In our study, the most prevalent symptoms of COVID-19 were respiratory symptoms such as cough and fever. Our study found that in most patients admitted to the ICU, the first presentation was cough and fever in 82.9% and 7.3%, respectively. Shortness of breath was reported for 6.1% of the patients, and fever and cough were very common symptoms.[1,7,8]

Hypertension and diabetes are considered the most common pre-existing diseases in patients with critical COVID-19 pneumonia, mentioned in multiple studies in Saudi Arabia.[2,6,8,9]

Also, we found that patients admitted to the ICU had a normal level of WBC initially; otherwise, the patients who died during the admission had leukocytosis. On the other hand, leukopenia was not significant in our patients.

Ferritin, D-Dimer, and LDH are considered acute phase inflammatory markers. We noticed that the level was high on admission to ICU, which correlates with an increased risk for mortality[10] with a clinical difference. This is obvious in severe cases, as another study in the eastern region of Saudi Arabia found no difference as the sample was mild and asymptomatic.[2] A study in Kuwait reported an association between a high level of D-Dimer and mortality.[5,7]

One study reported that a high D-Dimer value in intubated patients is associated with an increased risk of pulmonary embolism.[6,11]

Treatment strategies from the Ministry of Health in Saudi Arabia initially recommended hydroxychloroquine, which was stopped because there was no substantial evidence of its effectiveness. Tocilizumab was effective for our patients but should be used early.[12] In our study, the patients experiencing a cytokine storm had high LDH, ferritin, and D-Dimer values, similar to a single-center study in the Philippines.[12]

Most (54%) patients admitted with pneumonia related to COVID-19 with respiratory failure received endotracheal intubation among the first interventions. Recommendations were later changed to non-invasive intubation, which improved the outcome.[3,13]

Mortality increased with a median age > 63 years and in men with pre-existing comorbidities, consistent with the literature.[4,7]

Our study addresses an early period of the COVID-19 pandemic. We plan to study the same items among patients admitted later in the pandemic when additional strains were circulating and vaccinations were available.

● ● ● ● ●

## Tasks to perform
A) Answer these questions using the COVID-19 ICU discussion:
(i) What percentage of ICU patients first presented with cough?
(ii) Which drug did the Ministry of Health in Saudi Arabia first recommend and later stop?
(iii) What share of patients with COVID-19 pneumonia and respiratory failure received endotracheal intubation among the first interventions?
B) Carry on the COVID-19 ICU discussion, starting after its final sentence.

Saved entries:
● ● ● ● ●

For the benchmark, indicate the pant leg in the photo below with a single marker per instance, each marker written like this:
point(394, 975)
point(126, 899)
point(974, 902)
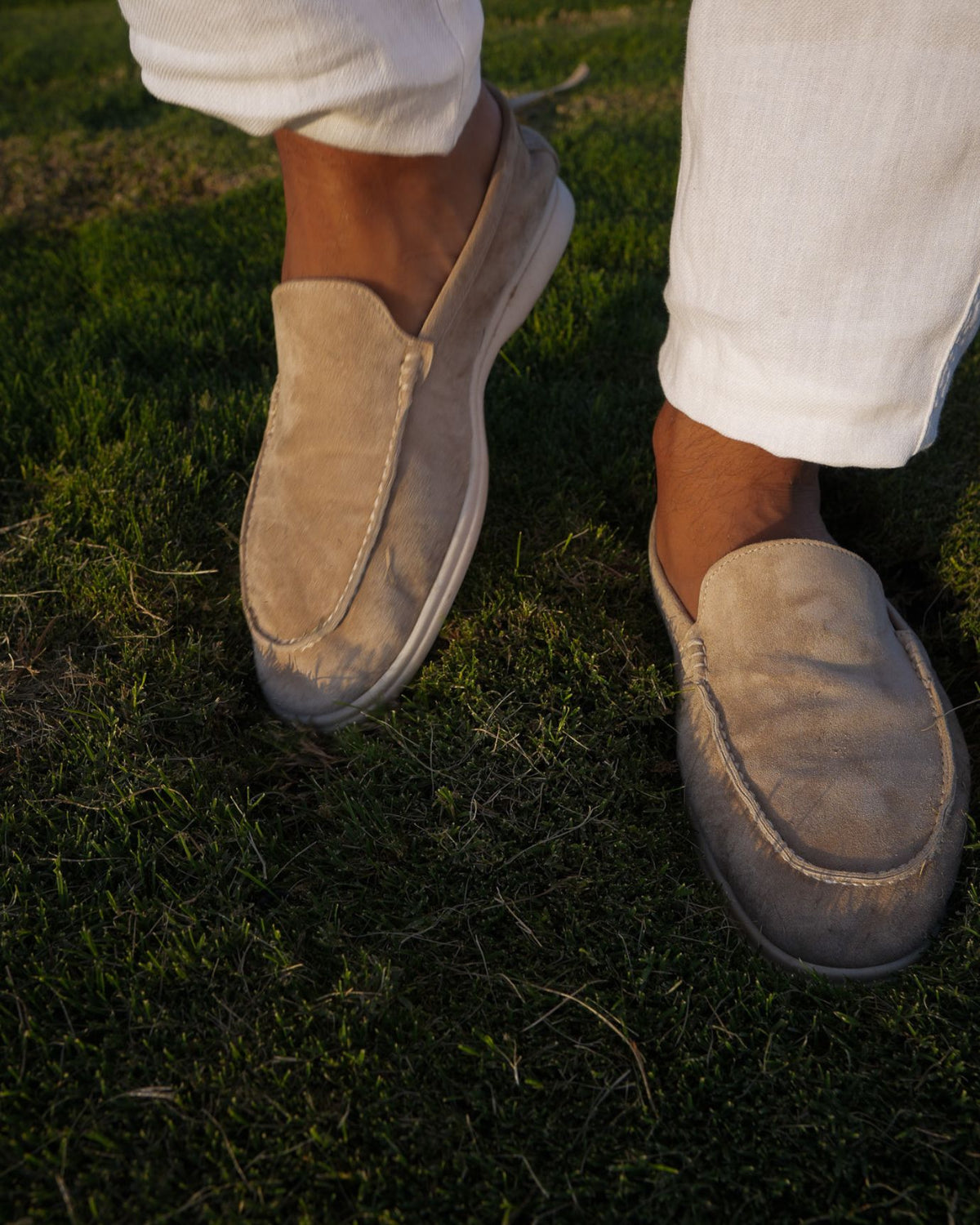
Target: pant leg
point(382, 76)
point(825, 256)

● ● ● ● ●

## Answers by item number
A)
(i) 82.9%
(ii) Hydroxychloroquine
(iii) 54%

B)
Some patient history items, including the intubation period and lab values were missing. Some patients spent more than 2 weeks in the hospital, and another patient was transferred to another ICU.

CRP was unavailable for all patients, so we removed it from the data. The guidelines from the Ministry of Health were changed in April, so the group admitted early received a different treatment protocol than those admitted after the guideline update.

We lack knowledge regarding mild COVID-19 and the factors that increase the severity of diseases, especially in otherwise healthy patients.


The symptoms vary, so in the future, the virus serotype will be included as the effect of the vaccine in reducing the severity of symptoms and complications.


In our study, hypertension and male gender were common factors for increasing the severity of the disease and respiratory symptoms; the labs and other investigations indicate which patients need ICU management, and non-invasive ventilation shows good clinical outcomes for patients included in the study.


Special thanks to Dr. Ghada al Odhaibi and Dr. Beshair al-Mansour, Medical intern, for their great help in data collection and following the patients.

Ethical approval

The ethical approval was obtained from the institutional review board of King Saud Hospital, Saudi Arabia [Approval number: 1442-1702040].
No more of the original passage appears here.